--- START OF Quoted passage ---

Lee Charnley has given an extensive interview today mainly on the search for a new head coach but a lot of different questions – fourteen in all – were put to him.
In an attempt to get the word out to Newcastle fans – here are the fourteen questions and Lee’s responses.
Lee Charnley with Mike Ashley
1) Why is it taking so long to make a decision?
Some people won’t believe this but the approach for Alan from Crystal Palace came as a surprise to us. We didn’t expect it. People have asked us whether – because of the way the second part of last season went and the way we started this season – we had a contingency plan in the background. We didn’t. I didn’t have a number of candidates/options in the background, which some clubs do have when a Manager has a difficult period. There was no deal already in place for someone we could bring in. His leaving at this time was unexpected.
During the difficult periods our focus was on supporting Alan. I hope people are starting to realise now that when we feel we have the right person in that position, indeed any position, our focus is on supporting them in order that together we can ride through the rough periods that, inevitably, come.
Everything is not always going to be great or perfect but we think that as an organisation, one of our strengths is how we react and the support we give people when things aren’t going particularly well. The majority of which is private and behind the scenes which in my opinion is the way it should be.
People may well say that the position we now find ourselves in isn’t ideal and I accept that to a point, but as I have stated Alan’s departure came as a surprise. I must stress and repeat that we parted with Alan on very good terms.
I would re-iterate the quote I issued at the time of his departure in that we moved on significantly as a club during his four years, on and off the field, and Alan played a big part in that and I thank him.
2) Has there been interest in the job?
We’ve had about 80 applications of people interested in the role. That’s people within football.
Clearly a number of those can be easily discounted but what has been left is a good number of individuals who have different qualities, experience and strengths – some of those are willing and available to come now, others not until the summer.
The important thing to stress here is that there is a process I have been working through the same as I would if I were looking for any other senior member of staff. It’s not a case of someone getting the job because he’s a friend of a friend or he knows someone.
It is a proper structured process which I believe will in the end give us the best individual for the job. When we put the statement out when Alan left we chose our words very carefully in terms of what we would be looking for as a replacement.

--- END OF Quoted passage ---
--- START OF Input material ---

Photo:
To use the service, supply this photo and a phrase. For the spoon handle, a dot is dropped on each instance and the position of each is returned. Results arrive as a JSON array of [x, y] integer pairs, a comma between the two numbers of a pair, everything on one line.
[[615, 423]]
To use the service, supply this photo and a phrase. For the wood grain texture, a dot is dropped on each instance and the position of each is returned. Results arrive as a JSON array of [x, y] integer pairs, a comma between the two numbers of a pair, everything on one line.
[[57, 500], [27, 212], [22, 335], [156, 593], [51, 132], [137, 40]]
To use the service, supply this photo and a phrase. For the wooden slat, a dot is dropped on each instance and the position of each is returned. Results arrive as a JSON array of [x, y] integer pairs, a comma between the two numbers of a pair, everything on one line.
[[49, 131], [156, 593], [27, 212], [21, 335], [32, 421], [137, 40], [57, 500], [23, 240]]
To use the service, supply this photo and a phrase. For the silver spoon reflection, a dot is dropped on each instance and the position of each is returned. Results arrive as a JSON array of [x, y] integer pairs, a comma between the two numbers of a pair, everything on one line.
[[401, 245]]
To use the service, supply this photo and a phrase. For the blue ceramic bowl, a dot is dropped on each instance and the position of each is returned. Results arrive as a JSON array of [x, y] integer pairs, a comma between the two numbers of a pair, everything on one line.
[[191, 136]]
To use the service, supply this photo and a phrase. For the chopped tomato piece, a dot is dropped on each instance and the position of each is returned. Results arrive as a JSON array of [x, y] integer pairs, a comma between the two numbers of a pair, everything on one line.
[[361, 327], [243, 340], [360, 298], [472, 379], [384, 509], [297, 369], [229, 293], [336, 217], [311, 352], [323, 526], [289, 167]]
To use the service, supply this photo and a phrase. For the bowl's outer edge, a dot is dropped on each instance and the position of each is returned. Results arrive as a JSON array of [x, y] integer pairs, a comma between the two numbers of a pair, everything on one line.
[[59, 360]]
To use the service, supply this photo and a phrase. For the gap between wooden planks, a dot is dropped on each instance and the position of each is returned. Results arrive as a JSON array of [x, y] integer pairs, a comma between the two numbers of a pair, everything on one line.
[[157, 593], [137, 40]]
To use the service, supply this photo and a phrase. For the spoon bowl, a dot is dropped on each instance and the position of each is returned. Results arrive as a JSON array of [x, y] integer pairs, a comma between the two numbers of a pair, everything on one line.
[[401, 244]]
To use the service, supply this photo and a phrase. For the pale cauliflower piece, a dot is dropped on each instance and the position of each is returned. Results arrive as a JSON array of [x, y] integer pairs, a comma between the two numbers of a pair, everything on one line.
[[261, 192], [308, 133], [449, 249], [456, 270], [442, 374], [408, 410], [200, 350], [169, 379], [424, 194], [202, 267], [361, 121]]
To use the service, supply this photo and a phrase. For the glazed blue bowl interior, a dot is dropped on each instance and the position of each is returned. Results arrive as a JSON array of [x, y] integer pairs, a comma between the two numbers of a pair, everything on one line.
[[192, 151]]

--- END OF Input material ---

Set tasks:
[1] Copy everything in the interview from "I would re-iterate" down to "I thank him.".
[2] Arrange the lines of the entries as a Markdown table with the columns Row and Entry line, covering everything from the line containing "For the wooden" down to the line containing "[[191, 136]]", with blank lines left out.

In response:
[1]
I would re-iterate the quote I issued at the time of his departure in that we moved on significantly as a club during his four years, on and off the field, and Alan played a big part in that and I thank him.

[2]
| Row | Entry line |
|---|---|
| 1 | To use the service, supply this photo and a phrase. For the wooden slat, a dot is dropped on each instance and the position of each is returned. Results arrive as a JSON array of [x, y] integer pairs, a comma between the two numbers of a pair, everything on one line. |
| 2 | [[49, 131], [156, 593], [27, 212], [21, 335], [32, 421], [137, 40], [57, 500], [23, 240]] |
| 3 | To use the service, supply this photo and a phrase. For the silver spoon reflection, a dot is dropped on each instance and the position of each is returned. Results arrive as a JSON array of [x, y] integer pairs, a comma between the two numbers of a pair, everything on one line. |
| 4 | [[401, 245]] |
| 5 | To use the service, supply this photo and a phrase. For the blue ceramic bowl, a dot is dropped on each instance and the position of each is returned. Results arrive as a JSON array of [x, y] integer pairs, a comma between the two numbers of a pair, everything on one line. |
| 6 | [[191, 136]] |